_PROBLEM DESCRIPTION_
Among the entries that follow, find every line with the word "below" and list it.

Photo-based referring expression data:
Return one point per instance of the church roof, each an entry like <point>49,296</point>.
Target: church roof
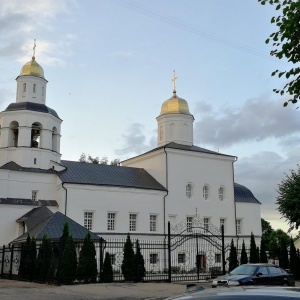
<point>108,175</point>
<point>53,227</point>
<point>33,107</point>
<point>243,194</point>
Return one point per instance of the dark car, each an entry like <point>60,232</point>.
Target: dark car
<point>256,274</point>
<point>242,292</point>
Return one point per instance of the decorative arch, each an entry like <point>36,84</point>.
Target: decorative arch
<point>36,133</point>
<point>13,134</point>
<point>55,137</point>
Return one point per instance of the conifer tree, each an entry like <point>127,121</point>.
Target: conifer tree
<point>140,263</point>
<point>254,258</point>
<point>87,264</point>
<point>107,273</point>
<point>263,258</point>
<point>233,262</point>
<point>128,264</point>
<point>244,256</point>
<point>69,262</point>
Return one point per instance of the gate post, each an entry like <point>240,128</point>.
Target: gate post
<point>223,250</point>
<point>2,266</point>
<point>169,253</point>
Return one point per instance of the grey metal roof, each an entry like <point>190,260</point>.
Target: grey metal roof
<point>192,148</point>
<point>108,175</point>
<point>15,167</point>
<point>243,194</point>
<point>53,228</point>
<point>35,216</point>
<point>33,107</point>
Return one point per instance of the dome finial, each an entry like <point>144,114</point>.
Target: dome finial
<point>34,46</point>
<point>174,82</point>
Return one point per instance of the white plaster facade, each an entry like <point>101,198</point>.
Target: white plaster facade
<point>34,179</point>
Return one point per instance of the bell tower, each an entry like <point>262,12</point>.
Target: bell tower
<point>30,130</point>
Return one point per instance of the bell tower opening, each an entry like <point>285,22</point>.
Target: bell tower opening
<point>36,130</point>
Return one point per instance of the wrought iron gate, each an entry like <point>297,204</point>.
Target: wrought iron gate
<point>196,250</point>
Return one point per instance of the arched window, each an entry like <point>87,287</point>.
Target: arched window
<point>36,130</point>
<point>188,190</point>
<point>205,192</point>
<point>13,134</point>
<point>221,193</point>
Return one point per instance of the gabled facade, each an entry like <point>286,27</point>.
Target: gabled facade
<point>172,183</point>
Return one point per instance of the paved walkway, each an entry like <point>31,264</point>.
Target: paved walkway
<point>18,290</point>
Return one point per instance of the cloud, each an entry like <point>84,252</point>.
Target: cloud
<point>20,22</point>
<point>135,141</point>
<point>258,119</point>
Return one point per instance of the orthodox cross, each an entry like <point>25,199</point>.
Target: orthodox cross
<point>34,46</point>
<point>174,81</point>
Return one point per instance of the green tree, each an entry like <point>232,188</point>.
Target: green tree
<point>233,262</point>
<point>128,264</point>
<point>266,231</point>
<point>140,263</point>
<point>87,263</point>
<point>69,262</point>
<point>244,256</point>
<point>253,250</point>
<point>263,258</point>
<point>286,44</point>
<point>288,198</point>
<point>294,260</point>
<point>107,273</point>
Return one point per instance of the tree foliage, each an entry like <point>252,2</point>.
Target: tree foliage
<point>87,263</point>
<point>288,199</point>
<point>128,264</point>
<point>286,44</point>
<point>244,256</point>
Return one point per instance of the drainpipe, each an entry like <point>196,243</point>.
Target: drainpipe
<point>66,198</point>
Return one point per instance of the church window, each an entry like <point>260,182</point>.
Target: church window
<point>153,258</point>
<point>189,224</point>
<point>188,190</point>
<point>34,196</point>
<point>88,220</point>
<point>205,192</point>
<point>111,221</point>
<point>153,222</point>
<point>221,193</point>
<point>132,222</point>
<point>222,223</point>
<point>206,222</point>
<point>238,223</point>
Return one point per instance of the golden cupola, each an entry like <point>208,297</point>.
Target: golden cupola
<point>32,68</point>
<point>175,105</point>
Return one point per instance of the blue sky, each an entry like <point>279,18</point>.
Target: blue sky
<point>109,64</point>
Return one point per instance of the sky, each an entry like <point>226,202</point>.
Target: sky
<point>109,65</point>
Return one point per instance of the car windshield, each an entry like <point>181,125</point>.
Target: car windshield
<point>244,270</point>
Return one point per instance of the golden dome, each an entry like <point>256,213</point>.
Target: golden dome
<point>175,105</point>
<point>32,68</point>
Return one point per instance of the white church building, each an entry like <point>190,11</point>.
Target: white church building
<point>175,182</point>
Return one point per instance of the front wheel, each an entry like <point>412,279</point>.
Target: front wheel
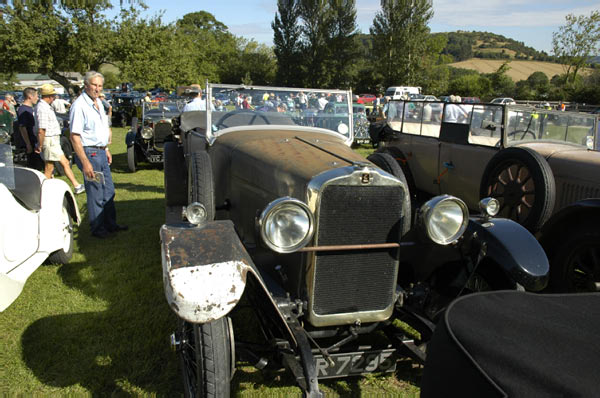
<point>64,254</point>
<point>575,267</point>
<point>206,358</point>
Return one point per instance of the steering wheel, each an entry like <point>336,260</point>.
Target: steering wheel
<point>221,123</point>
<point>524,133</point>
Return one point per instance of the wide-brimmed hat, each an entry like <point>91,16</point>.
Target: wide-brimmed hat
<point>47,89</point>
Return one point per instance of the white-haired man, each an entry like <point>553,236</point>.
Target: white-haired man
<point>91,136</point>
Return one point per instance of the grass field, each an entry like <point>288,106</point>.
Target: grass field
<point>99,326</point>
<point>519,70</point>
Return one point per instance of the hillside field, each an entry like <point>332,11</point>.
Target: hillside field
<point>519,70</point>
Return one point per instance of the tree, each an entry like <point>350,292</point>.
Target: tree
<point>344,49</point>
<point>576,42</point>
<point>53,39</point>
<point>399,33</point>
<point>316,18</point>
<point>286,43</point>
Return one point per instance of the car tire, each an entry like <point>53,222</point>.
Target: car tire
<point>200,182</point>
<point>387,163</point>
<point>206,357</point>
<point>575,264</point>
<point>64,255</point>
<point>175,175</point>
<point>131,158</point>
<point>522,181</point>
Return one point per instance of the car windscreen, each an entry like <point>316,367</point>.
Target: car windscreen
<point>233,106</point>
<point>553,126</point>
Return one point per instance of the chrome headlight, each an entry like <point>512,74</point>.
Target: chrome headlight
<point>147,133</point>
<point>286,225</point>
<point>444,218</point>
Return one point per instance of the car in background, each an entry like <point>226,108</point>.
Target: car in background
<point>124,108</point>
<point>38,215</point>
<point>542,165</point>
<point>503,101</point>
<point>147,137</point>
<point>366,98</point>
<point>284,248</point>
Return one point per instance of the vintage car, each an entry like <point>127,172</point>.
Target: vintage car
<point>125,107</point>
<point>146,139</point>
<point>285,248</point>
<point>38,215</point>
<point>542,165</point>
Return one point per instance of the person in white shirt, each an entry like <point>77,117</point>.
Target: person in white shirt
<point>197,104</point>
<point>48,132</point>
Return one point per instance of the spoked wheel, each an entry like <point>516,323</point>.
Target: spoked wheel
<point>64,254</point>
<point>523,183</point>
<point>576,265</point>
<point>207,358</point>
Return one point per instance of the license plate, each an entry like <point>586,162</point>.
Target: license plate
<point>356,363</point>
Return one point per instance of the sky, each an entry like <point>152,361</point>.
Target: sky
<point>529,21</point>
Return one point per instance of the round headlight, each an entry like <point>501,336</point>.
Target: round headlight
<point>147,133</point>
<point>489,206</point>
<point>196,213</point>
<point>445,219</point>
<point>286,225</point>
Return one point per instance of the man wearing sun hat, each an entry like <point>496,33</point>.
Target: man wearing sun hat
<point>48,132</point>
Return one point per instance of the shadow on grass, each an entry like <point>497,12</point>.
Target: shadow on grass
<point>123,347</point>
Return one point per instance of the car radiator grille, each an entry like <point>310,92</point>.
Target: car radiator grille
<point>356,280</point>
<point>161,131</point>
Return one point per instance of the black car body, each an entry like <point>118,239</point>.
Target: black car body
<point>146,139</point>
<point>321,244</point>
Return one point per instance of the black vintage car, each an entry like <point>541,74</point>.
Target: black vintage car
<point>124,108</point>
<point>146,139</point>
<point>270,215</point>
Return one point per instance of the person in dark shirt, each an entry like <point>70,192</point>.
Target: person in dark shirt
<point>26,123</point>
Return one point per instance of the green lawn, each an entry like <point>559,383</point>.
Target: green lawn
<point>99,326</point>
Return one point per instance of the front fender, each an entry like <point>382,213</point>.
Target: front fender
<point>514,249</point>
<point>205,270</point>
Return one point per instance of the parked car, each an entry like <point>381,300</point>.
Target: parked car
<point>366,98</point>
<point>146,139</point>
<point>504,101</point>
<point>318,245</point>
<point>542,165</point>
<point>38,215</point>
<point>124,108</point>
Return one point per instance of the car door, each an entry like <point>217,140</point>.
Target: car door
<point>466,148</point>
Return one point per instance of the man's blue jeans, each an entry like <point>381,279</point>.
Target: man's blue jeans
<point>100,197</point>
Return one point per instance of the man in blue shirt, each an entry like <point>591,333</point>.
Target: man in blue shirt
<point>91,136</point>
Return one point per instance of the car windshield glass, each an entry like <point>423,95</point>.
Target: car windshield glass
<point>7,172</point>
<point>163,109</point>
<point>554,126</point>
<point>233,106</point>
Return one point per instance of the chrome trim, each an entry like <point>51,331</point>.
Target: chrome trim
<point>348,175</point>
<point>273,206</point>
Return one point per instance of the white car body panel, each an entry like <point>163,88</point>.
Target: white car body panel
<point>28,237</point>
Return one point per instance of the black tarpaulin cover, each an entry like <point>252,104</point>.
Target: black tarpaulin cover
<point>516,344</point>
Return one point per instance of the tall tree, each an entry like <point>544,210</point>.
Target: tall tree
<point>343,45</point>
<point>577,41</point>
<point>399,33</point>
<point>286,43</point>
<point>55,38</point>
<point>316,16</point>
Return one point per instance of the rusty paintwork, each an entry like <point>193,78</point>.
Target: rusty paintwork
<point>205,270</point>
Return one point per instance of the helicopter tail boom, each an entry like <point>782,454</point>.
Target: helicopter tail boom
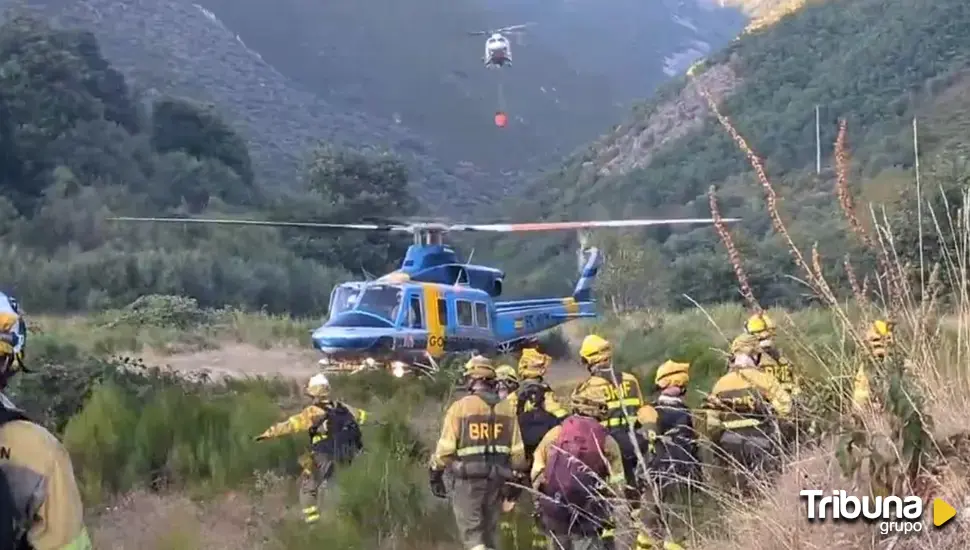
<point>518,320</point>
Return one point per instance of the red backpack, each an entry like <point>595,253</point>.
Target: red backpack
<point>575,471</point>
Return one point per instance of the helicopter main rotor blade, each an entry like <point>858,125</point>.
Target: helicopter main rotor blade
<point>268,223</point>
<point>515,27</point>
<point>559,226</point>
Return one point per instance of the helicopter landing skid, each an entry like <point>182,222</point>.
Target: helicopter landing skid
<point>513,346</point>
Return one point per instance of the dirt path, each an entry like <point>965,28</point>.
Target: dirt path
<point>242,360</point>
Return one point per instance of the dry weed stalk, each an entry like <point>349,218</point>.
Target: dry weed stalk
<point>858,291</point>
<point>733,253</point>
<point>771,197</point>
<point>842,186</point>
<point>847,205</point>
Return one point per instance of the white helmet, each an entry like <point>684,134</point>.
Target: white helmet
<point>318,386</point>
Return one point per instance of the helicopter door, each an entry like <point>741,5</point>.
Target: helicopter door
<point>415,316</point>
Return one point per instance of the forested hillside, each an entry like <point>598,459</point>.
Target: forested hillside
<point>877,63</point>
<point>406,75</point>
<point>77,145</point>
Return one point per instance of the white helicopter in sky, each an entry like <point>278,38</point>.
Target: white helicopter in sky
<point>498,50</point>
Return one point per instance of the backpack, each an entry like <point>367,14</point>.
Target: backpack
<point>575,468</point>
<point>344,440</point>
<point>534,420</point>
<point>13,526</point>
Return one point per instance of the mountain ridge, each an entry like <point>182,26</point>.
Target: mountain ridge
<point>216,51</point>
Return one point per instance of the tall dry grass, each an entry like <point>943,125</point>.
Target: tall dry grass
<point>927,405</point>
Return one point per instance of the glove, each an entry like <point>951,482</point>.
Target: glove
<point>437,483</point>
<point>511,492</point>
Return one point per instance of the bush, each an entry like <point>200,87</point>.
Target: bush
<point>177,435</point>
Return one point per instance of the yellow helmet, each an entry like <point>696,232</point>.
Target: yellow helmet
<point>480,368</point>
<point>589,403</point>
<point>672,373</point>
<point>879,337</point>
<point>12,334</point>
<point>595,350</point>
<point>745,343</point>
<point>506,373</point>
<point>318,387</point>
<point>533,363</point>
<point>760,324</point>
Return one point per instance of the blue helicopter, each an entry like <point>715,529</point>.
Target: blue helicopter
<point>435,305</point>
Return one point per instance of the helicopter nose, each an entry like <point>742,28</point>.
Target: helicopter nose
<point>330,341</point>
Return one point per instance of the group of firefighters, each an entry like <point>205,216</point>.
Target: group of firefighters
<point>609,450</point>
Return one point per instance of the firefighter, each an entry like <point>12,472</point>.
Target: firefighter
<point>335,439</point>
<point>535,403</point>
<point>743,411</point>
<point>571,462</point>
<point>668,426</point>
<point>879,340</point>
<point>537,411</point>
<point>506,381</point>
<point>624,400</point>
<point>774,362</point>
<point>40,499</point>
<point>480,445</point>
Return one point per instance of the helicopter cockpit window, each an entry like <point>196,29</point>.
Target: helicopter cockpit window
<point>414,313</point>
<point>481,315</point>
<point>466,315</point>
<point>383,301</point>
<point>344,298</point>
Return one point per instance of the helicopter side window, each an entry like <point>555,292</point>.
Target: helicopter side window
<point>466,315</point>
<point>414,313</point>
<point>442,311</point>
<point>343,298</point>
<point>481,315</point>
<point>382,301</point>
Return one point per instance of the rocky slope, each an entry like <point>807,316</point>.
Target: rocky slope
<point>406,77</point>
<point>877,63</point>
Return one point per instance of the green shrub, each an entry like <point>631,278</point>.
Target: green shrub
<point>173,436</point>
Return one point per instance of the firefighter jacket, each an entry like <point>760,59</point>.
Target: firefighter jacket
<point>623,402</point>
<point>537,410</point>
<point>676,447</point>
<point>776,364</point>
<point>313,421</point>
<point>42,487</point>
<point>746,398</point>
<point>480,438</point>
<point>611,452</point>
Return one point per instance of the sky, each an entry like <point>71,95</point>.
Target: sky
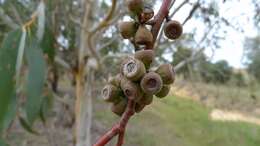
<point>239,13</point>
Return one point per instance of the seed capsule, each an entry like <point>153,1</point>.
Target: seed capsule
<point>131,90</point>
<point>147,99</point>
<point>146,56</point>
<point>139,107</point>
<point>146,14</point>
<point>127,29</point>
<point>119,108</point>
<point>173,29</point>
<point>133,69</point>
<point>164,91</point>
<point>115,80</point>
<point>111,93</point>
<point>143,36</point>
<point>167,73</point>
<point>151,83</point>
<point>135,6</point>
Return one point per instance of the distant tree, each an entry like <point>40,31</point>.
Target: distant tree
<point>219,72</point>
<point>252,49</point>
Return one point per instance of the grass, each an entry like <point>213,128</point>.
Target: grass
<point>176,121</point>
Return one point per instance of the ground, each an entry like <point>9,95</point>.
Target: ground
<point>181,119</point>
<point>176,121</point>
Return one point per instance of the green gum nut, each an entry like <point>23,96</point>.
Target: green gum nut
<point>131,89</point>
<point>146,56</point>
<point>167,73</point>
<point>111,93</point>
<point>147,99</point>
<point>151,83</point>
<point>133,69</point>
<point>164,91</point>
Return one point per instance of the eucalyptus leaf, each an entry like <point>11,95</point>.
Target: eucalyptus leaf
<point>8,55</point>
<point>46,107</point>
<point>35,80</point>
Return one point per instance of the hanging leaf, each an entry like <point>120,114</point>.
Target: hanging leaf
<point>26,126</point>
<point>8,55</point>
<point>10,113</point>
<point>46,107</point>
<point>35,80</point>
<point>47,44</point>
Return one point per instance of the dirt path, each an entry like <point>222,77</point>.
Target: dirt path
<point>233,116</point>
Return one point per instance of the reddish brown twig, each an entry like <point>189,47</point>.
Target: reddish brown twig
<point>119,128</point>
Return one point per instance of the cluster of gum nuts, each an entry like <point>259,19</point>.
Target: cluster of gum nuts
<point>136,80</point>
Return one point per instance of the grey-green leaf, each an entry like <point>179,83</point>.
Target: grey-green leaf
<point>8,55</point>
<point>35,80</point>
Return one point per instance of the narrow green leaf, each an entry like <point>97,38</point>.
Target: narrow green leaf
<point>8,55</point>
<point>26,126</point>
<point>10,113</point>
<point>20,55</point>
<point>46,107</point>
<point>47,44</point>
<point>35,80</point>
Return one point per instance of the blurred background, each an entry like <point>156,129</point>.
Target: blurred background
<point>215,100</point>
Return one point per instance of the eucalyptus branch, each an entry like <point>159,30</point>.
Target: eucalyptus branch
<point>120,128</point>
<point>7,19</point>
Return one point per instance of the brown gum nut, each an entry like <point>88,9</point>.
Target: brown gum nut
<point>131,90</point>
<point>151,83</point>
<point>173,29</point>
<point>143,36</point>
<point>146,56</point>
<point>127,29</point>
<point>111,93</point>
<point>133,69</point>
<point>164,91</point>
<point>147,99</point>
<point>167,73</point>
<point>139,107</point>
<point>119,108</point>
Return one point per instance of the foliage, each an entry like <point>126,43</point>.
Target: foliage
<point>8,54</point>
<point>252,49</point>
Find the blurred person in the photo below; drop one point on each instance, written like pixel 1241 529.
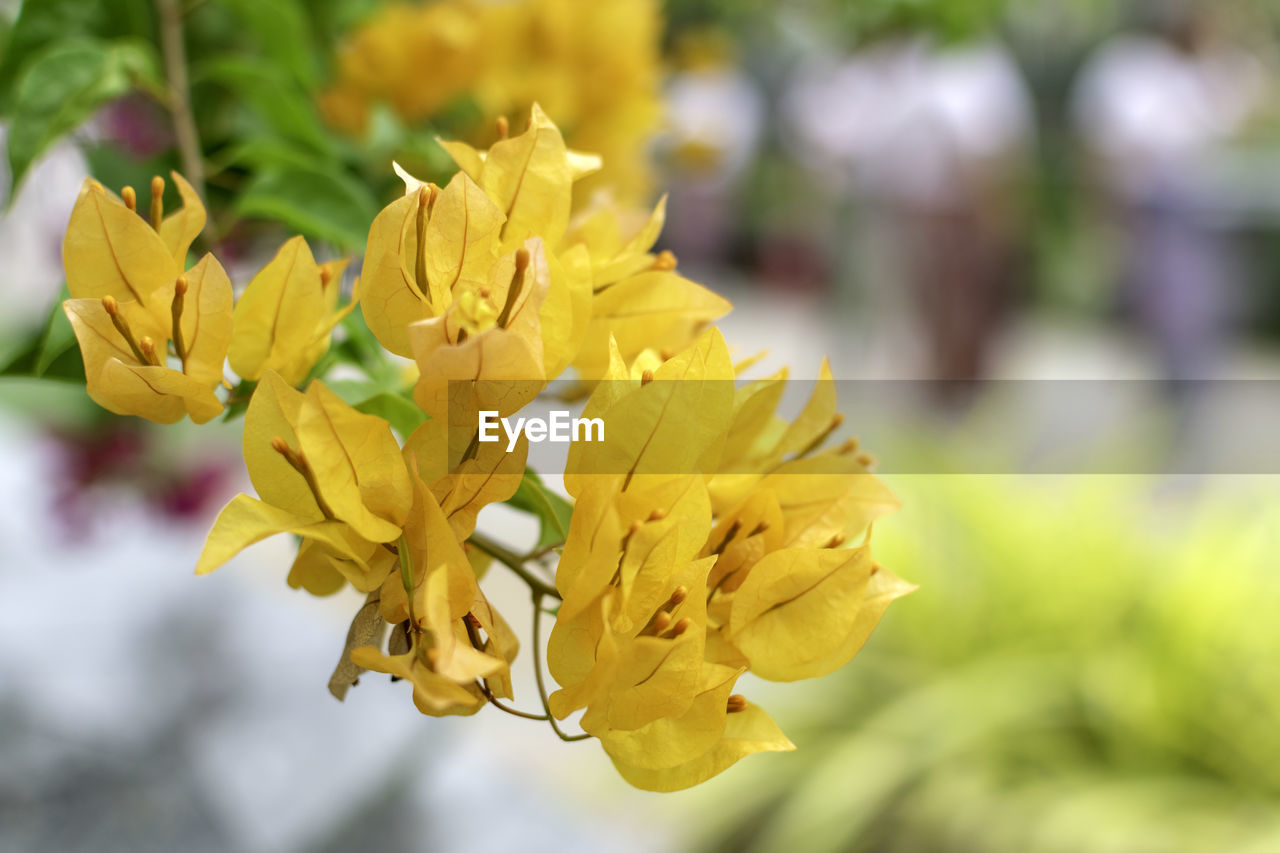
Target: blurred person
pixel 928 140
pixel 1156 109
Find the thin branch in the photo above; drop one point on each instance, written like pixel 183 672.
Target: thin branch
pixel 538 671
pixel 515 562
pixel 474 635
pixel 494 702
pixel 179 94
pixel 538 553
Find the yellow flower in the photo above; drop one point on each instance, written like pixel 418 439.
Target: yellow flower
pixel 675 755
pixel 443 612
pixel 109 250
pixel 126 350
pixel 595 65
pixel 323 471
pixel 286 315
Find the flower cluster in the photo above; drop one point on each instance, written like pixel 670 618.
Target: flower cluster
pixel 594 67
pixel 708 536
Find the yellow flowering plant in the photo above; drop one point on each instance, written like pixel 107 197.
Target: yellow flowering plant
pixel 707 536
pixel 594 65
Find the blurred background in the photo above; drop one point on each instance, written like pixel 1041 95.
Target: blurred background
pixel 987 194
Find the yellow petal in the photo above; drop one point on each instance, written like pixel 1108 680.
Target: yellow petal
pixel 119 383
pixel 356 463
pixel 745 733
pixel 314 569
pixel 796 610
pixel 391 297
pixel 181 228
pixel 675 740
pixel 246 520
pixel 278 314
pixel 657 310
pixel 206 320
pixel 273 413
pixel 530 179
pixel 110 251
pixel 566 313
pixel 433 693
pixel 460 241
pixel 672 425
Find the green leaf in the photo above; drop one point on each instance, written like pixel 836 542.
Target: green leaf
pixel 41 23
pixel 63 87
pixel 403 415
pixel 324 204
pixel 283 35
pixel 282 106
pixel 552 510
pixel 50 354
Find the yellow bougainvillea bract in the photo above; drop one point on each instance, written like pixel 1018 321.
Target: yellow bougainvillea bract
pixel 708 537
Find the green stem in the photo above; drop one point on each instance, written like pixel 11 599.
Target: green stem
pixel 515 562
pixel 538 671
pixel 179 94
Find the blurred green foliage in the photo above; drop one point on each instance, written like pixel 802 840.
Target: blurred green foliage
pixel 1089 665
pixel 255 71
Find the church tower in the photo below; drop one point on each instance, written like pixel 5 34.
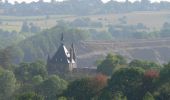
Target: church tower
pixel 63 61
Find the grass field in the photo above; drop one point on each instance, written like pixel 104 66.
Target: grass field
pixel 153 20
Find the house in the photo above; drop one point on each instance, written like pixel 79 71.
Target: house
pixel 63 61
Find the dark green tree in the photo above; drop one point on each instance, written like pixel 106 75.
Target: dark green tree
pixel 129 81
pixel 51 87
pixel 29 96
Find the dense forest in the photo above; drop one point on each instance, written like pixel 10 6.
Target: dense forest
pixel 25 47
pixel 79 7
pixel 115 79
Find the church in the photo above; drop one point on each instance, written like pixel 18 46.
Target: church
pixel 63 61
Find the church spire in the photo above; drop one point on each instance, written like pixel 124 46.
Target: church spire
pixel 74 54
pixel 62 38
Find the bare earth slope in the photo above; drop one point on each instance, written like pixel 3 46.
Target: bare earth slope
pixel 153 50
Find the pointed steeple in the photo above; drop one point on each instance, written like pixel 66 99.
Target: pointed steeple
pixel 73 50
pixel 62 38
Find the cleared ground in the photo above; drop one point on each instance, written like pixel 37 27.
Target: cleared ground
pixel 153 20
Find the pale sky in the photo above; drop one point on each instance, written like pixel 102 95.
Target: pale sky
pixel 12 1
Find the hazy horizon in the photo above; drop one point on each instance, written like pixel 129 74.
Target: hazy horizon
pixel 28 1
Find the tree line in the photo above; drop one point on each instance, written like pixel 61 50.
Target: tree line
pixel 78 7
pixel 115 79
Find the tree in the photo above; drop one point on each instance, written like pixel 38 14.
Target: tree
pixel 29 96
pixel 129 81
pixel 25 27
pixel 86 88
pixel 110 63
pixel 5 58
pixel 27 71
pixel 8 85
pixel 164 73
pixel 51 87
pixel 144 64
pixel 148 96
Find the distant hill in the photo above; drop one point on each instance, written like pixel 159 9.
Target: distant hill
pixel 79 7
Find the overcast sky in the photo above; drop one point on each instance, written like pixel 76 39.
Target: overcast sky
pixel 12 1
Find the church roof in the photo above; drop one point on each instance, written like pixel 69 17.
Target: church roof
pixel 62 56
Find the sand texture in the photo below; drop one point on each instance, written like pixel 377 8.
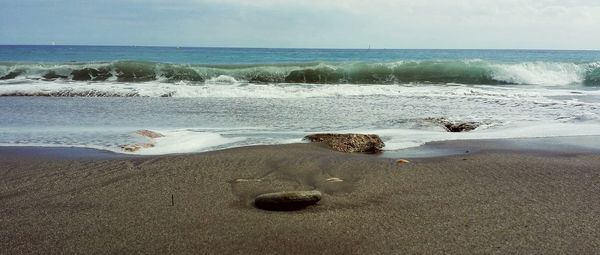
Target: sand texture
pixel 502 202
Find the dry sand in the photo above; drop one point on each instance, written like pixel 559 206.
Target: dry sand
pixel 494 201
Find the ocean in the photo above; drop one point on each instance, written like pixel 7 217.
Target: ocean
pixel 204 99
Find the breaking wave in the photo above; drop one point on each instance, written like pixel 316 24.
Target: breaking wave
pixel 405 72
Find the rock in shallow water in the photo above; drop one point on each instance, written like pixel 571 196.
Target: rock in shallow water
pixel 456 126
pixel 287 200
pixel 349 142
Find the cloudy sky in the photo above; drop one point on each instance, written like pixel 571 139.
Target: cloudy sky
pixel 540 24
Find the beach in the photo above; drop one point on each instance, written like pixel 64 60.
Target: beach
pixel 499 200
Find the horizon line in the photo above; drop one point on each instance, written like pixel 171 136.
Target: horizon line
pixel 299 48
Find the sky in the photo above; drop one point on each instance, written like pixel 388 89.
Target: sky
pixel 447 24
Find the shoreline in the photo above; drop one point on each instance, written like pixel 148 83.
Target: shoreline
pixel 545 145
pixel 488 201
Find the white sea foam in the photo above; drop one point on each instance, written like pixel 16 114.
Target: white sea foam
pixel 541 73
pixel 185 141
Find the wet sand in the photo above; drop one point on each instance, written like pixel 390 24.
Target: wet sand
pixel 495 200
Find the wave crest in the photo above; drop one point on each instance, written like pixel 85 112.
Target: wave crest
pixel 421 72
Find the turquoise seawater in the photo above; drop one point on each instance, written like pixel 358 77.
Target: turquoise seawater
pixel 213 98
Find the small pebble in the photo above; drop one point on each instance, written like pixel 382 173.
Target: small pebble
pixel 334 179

_SOLUTION FOR THIS EXERCISE_
Find the blurred person in the photo below; drop one point on each instance, written like pixel 1241 529.
Find the church tower in the photo below; drop one point on each instance, written like pixel 5 34.
Find the sand texture in the photo below; drop one point on each instance, written like pixel 377 8.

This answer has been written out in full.